THE REQUEST: Rewrite everything from the line containing "the green moss" down through the end of the records, requests included, with each coordinate in the answers multiplied by 1.8 and rounded to a whole number, halves rounding up. Give only those lines.

● ● ● ●

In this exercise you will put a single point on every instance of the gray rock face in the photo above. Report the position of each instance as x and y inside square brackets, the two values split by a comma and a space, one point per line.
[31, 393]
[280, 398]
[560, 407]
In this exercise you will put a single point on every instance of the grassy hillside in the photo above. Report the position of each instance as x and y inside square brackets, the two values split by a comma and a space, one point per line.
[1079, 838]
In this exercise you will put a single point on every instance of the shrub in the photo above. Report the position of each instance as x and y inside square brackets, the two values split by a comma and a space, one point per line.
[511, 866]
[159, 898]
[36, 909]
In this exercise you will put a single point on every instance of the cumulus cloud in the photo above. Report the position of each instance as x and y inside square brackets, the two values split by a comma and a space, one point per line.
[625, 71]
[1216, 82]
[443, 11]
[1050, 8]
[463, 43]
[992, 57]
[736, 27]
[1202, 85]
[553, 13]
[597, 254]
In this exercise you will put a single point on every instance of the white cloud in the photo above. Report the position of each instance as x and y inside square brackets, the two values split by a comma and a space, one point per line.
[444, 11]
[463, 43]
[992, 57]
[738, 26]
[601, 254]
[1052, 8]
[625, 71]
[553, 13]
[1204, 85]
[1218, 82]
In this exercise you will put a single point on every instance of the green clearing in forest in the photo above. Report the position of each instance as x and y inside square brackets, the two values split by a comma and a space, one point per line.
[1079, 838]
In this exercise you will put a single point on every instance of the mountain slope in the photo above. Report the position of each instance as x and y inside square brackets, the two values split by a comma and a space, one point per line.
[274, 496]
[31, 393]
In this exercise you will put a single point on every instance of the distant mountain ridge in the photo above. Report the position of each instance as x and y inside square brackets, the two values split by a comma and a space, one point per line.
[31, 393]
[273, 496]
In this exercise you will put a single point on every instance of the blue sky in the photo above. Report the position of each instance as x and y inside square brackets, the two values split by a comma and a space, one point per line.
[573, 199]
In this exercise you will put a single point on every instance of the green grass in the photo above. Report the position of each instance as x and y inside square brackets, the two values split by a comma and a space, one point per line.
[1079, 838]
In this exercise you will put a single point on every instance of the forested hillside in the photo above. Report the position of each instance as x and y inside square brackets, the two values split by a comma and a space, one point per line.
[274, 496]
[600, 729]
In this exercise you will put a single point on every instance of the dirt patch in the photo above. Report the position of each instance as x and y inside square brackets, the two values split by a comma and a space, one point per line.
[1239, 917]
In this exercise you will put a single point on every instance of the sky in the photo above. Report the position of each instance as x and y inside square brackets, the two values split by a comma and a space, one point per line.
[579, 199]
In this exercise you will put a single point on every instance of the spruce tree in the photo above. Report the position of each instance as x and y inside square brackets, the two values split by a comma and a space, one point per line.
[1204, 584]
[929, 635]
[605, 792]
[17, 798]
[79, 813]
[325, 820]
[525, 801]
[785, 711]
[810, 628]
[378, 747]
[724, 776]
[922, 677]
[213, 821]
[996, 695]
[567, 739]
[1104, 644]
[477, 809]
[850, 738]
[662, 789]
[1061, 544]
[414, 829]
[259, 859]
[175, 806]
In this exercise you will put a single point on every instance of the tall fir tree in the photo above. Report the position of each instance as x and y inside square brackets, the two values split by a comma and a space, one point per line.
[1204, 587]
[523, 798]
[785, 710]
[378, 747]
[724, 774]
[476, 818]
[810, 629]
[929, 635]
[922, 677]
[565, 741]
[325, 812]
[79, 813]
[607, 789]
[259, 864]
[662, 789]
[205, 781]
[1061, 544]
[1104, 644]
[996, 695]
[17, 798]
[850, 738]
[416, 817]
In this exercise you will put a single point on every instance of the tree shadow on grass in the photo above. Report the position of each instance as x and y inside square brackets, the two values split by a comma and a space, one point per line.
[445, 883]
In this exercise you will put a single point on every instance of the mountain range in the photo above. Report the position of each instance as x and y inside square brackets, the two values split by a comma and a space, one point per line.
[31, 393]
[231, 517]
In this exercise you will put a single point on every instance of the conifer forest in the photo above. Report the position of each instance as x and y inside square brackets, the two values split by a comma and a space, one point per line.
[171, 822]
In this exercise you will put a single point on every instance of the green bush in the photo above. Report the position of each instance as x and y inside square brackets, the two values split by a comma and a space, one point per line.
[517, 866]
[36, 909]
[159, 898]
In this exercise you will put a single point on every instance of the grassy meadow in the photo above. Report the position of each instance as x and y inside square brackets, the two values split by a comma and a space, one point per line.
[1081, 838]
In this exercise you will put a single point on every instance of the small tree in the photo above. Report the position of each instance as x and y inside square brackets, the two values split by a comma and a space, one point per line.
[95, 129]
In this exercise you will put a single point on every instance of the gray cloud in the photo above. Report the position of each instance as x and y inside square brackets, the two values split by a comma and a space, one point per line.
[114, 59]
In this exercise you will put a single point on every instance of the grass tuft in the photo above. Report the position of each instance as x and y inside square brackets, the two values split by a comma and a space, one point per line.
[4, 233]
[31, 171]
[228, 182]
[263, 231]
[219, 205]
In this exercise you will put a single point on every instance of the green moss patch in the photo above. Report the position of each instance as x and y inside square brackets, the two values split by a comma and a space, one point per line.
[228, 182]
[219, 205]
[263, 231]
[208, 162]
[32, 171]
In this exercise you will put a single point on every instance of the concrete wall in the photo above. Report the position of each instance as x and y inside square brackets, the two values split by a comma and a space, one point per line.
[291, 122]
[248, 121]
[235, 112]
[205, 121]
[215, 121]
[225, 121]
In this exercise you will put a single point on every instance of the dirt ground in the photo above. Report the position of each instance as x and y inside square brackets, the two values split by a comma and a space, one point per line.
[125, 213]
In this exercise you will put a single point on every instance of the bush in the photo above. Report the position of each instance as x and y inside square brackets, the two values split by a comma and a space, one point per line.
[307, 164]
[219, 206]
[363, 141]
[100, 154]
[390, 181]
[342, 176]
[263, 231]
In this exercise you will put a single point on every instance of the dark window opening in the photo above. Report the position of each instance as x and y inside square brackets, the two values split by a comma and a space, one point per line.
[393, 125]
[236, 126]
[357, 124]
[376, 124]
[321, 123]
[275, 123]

● ● ● ●

RESULT OF THE TASK:
In this exercise you will put a single point on every instance of the green moss patch in the photo above. Report the position of each instance as x and y inside square brackets, the two values split by a comma and a space, one point per line.
[410, 328]
[394, 369]
[473, 416]
[374, 292]
[58, 308]
In this exercise you will put a single point on every instance of the concrete wall in the photo above. Report the position of each instance as x and y inside square brackets, the two values split by a comma and a space, one point per line.
[524, 220]
[446, 218]
[423, 202]
[369, 218]
[387, 218]
[405, 218]
In this exercise you will put a single point on every instance of the dirt ground in the photo above. Report the position of each instance as x and y inside square brackets, the two values split by a comma and a space, one point per line.
[225, 383]
In this exercise you will put a single point on every instance of the bush in the photo above. Report the position of each instance as x and y inside square brackets, the two values split by a comma and a space, one point per line.
[553, 295]
[394, 371]
[653, 254]
[180, 277]
[702, 326]
[616, 317]
[473, 416]
In this exercise you will put a single point on every instance of the dark window opening in the photo above. Report the position of each instance as x and y inside square brackets, the two values split by a comma and a space, one point per line.
[707, 225]
[425, 227]
[643, 223]
[677, 223]
[578, 221]
[495, 221]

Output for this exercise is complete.